● **Required work**: Leave out the pictures and transcribe everything else exactly.

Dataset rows

## start

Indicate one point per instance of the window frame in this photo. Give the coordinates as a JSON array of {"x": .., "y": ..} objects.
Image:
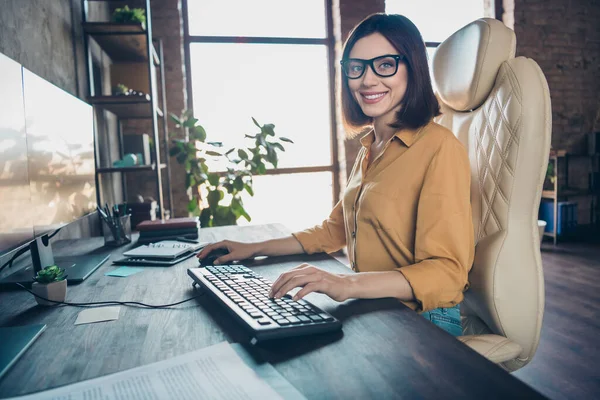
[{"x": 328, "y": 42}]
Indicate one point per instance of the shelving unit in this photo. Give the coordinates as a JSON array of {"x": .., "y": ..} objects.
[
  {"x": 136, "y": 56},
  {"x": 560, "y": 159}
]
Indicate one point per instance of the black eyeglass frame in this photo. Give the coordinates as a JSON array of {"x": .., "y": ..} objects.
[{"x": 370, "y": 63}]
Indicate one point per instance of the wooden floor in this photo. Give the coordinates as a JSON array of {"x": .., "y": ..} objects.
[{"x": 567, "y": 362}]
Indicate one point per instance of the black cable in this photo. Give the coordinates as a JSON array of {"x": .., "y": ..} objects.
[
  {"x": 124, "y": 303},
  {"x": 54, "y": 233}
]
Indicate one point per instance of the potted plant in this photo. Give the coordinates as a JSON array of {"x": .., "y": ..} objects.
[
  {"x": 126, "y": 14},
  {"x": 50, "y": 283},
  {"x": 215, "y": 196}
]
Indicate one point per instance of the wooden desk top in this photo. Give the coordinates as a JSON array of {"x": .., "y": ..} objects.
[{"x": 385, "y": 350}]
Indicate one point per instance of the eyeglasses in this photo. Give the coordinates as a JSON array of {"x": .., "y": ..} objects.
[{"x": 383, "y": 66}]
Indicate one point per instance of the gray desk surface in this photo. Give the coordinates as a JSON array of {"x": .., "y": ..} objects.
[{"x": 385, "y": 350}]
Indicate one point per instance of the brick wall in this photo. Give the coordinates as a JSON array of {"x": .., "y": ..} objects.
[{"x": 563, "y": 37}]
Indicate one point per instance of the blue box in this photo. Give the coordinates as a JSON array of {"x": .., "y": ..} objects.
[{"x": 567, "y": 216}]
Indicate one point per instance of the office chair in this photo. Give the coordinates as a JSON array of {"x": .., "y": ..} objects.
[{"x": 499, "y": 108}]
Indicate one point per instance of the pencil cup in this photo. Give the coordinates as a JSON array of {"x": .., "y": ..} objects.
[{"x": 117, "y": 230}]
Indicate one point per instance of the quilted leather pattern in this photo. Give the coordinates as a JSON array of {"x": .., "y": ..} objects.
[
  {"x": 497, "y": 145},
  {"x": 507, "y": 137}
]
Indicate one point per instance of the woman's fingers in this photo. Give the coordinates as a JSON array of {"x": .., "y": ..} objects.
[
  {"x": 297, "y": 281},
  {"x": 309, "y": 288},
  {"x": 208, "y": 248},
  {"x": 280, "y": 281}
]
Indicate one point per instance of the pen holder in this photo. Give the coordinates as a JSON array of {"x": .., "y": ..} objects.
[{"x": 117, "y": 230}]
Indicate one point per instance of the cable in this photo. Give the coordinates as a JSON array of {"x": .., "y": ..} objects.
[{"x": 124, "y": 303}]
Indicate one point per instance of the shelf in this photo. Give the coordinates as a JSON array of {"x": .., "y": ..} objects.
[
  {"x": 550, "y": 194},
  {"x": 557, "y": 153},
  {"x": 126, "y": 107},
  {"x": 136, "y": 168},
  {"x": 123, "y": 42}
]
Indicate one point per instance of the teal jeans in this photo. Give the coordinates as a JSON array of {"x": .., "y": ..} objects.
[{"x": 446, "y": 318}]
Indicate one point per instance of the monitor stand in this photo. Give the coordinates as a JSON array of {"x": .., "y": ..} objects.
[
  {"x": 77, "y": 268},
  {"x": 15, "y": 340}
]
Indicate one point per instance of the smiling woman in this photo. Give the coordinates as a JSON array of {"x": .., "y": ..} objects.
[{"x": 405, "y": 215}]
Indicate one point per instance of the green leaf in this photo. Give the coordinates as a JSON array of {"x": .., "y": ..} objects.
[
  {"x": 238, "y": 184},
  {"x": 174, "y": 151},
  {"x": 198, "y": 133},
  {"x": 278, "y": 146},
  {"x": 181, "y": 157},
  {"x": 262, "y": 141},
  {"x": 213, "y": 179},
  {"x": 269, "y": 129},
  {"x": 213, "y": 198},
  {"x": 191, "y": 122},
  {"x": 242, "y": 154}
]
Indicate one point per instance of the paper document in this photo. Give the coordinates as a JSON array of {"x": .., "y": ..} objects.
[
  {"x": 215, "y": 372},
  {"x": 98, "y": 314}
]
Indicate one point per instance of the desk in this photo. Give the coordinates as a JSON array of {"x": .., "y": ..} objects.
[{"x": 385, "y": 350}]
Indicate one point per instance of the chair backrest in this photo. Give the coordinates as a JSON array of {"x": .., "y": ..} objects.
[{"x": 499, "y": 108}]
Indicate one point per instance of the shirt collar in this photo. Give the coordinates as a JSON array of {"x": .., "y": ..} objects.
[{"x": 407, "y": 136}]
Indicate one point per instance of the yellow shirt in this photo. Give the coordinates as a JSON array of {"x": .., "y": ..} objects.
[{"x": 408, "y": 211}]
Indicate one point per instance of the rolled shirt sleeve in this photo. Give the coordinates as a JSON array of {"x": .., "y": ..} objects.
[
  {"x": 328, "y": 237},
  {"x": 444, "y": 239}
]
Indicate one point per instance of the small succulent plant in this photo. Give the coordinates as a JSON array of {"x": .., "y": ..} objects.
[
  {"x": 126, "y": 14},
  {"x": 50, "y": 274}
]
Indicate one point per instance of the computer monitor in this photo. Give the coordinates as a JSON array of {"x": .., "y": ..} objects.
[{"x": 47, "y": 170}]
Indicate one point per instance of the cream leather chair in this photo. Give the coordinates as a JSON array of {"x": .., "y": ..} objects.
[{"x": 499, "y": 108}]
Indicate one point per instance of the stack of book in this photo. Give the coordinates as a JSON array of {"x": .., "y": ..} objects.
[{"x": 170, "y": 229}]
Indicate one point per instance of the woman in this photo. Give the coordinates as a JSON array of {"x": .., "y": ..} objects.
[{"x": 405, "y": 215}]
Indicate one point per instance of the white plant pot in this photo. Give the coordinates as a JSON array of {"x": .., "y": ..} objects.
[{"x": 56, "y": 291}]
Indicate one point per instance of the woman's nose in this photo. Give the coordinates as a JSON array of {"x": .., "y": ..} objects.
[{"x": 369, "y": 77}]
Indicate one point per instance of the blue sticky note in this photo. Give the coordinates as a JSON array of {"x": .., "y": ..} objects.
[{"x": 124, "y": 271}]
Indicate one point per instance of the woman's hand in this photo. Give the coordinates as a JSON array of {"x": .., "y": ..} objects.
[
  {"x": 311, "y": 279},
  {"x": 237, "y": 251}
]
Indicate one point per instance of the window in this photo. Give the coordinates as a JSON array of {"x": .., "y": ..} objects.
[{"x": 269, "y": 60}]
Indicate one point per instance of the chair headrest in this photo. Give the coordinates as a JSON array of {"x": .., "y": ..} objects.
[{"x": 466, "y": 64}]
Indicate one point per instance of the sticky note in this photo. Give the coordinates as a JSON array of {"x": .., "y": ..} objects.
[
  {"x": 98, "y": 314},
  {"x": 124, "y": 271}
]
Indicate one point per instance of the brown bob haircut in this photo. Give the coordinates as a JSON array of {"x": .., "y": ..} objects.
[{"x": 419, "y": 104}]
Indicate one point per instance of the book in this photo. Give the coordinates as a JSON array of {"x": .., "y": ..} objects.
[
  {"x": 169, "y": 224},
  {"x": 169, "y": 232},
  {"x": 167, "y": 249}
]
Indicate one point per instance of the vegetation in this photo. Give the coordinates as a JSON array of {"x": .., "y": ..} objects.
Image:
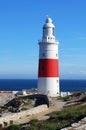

## end

● **Answer for the task**:
Indicate one point per instance of the window frame in this photo. Give the coordinates as a JSON array of {"x": .., "y": ..} objects.
Image:
[{"x": 328, "y": 42}]
Indicate one point per instance of the shelving unit in this photo. Give the coordinates as a JSON array of {"x": .., "y": ..} objects.
[
  {"x": 136, "y": 56},
  {"x": 560, "y": 159}
]
Indicate one point per instance of the black eyeglass frame in this photo. Give the coordinates as a JSON array of {"x": .., "y": ..} objects.
[{"x": 370, "y": 63}]
Indicate one point per instance of the wooden floor in this photo. Give the coordinates as a JSON array of {"x": .., "y": ..} objects.
[{"x": 567, "y": 362}]
Indicate one point per instance of the black cable in this photo. Give the coordinates as a JSON array of {"x": .., "y": ..} objects.
[
  {"x": 124, "y": 303},
  {"x": 54, "y": 233}
]
Indicate one point per instance of the potted plant in this photo. Give the coordinates as a JSON array of {"x": .., "y": ..} objects.
[
  {"x": 126, "y": 14},
  {"x": 50, "y": 283},
  {"x": 215, "y": 196}
]
Indicate one point per instance of the wooden desk top in this photo. Give the coordinates as a JSON array of {"x": .., "y": ..} objects.
[{"x": 385, "y": 350}]
Indicate one point per instance of the eyeglasses in this photo. Give the coordinates as a JSON array of {"x": .., "y": ..} objects.
[{"x": 383, "y": 66}]
Indicate one point per instance of the gray desk surface in this photo. Give the coordinates as a JSON array of {"x": .., "y": ..} objects.
[{"x": 385, "y": 350}]
Indicate one point per instance of the brick wall in this photo. Give the coordinates as a JSON array of {"x": .., "y": ..} objects.
[{"x": 563, "y": 37}]
Indicate one point per instance of the blue box in this photo. Give the coordinates as a JSON array of {"x": .., "y": ..} objects.
[{"x": 567, "y": 216}]
Indicate one point per instance of the office chair in this photo. Give the coordinates as a JSON array of {"x": .., "y": ..} objects.
[{"x": 499, "y": 108}]
Indicate one point per instance of the pencil cup in this photo. Give the coordinates as a JSON array of {"x": .., "y": ..} objects.
[{"x": 117, "y": 230}]
Indicate one point per instance of the quilted leather pattern in this photo. Give the coordinates as a JSON array of {"x": .., "y": ..} objects.
[
  {"x": 497, "y": 145},
  {"x": 507, "y": 137}
]
Indicate one point per instance of the woman's fingers in this photo. Give the coordinates as a JSON array of {"x": .., "y": ..} objects.
[
  {"x": 297, "y": 281},
  {"x": 309, "y": 288},
  {"x": 208, "y": 248},
  {"x": 280, "y": 281}
]
Indicate one point per instance of the pen holder in this photo. Give the coordinates as a JSON array of {"x": .., "y": ..} objects.
[{"x": 117, "y": 230}]
Indicate one point per instance of the cable in this photo. Give the coordinates as a JSON array of {"x": .., "y": ..} objects.
[{"x": 124, "y": 303}]
Indicate one point per instance of the shelf in this photo. Give the coordinates as a JSON array of {"x": .., "y": ..} objects.
[
  {"x": 550, "y": 194},
  {"x": 557, "y": 153},
  {"x": 126, "y": 107},
  {"x": 136, "y": 168},
  {"x": 123, "y": 42}
]
Indicate one point per instance of the teal jeans in this photo. Give the coordinates as a JSON array of {"x": .., "y": ..} objects.
[{"x": 446, "y": 318}]
Indicate one point per instance of the monitor stand in this photo. Give the coordinates as a JSON array of {"x": .., "y": ..} objects.
[
  {"x": 77, "y": 268},
  {"x": 15, "y": 340}
]
Indicate one point per instance of the smiling woman in this photo. Give the coordinates as a JSON array of {"x": .., "y": ..} objects.
[{"x": 405, "y": 215}]
Indicate one point per instance of the green leaf in this photo. Give the coordinates as a JSON array of {"x": .., "y": ..} objects.
[
  {"x": 238, "y": 184},
  {"x": 174, "y": 151},
  {"x": 198, "y": 133},
  {"x": 278, "y": 146},
  {"x": 181, "y": 157},
  {"x": 262, "y": 141},
  {"x": 213, "y": 179},
  {"x": 269, "y": 129},
  {"x": 213, "y": 198},
  {"x": 191, "y": 122},
  {"x": 242, "y": 154}
]
Indicate one point per instance of the paper document in this photo. Give the coordinates as a JSON array of {"x": .., "y": ..} objects.
[
  {"x": 215, "y": 372},
  {"x": 98, "y": 314}
]
Indicate one point per instance of the desk in this photo. Give the coordinates as a JSON array of {"x": .., "y": ..} objects.
[{"x": 385, "y": 350}]
Indicate one point per instance of the chair backrest in this photo. Give the coordinates as a JSON array of {"x": .., "y": ..} objects.
[{"x": 499, "y": 108}]
Indicate one point per instance of the shirt collar in this photo. Give the coordinates as a JSON array of {"x": .., "y": ..} objects.
[{"x": 407, "y": 136}]
Indicate one point per instance of the yellow shirt in this photo. Give the coordinates as a JSON array of {"x": .., "y": ..} objects.
[{"x": 408, "y": 211}]
Indicate one point per instance of the rolled shirt sleeve in this photo. Give the coordinates as a JSON array of {"x": .., "y": ..} objects.
[
  {"x": 328, "y": 237},
  {"x": 444, "y": 239}
]
Indicate one point per instance of the small succulent plant in this photo. Give the coordinates as a JSON array of {"x": .., "y": ..} objects.
[
  {"x": 126, "y": 14},
  {"x": 50, "y": 274}
]
Indicate one point per instance of the computer monitor in this photo. Give the coordinates as a JSON array of {"x": .., "y": ..} objects.
[{"x": 47, "y": 170}]
Indicate one point per instance of the cream leather chair in this photo. Give the coordinates as a JSON array of {"x": .., "y": ..} objects.
[{"x": 499, "y": 108}]
Indicate one point per instance of the stack of book in this photo. Give the coordinates as a JSON array of {"x": .., "y": ..} objects.
[{"x": 170, "y": 229}]
Indicate one point per instance of the woman in this photo. Give the coordinates as a JSON array of {"x": .., "y": ..} objects.
[{"x": 405, "y": 215}]
Indicate one point per instance of the white plant pot in this photo. Give the coordinates as a JSON array of {"x": .., "y": ..} objects.
[{"x": 56, "y": 291}]
Indicate one point per instance of the woman's nose in this photo. Give the coordinates as a JSON array of {"x": .., "y": ..} objects.
[{"x": 369, "y": 77}]
Indicate one point per instance of the blue sticky note in this photo. Give the coordinates as a JSON array of {"x": .., "y": ..} objects.
[{"x": 124, "y": 271}]
Indicate one point per instance of the woman's hand in this photo. Give the coordinates as a JSON array of {"x": .., "y": ..} objects.
[
  {"x": 311, "y": 279},
  {"x": 237, "y": 251}
]
Indicate one point per instance of the window in this photo. Give the coordinates as a JSON array of {"x": .., "y": ..} objects.
[{"x": 269, "y": 60}]
Indicate one point per instance of the chair headrest in this photo. Give the coordinates as a JSON array of {"x": .., "y": ..} objects.
[{"x": 466, "y": 64}]
Indicate one point per instance of the sticky note in this photo. Give the coordinates as a JSON array of {"x": .., "y": ..} objects.
[
  {"x": 98, "y": 314},
  {"x": 124, "y": 271}
]
Indicate one point per instance of the brown bob haircut in this photo. Give the coordinates as a JSON array of {"x": .., "y": ..} objects.
[{"x": 419, "y": 104}]
Indicate one point per instance of the book in this photo. Give the coordinates as a JSON array of {"x": .., "y": ..} objects.
[
  {"x": 169, "y": 224},
  {"x": 169, "y": 232},
  {"x": 167, "y": 249}
]
Indicate one point per instance of the vegetation in this photo. Give the coordinates as a JSON array of {"x": .., "y": ..} objects.
Image:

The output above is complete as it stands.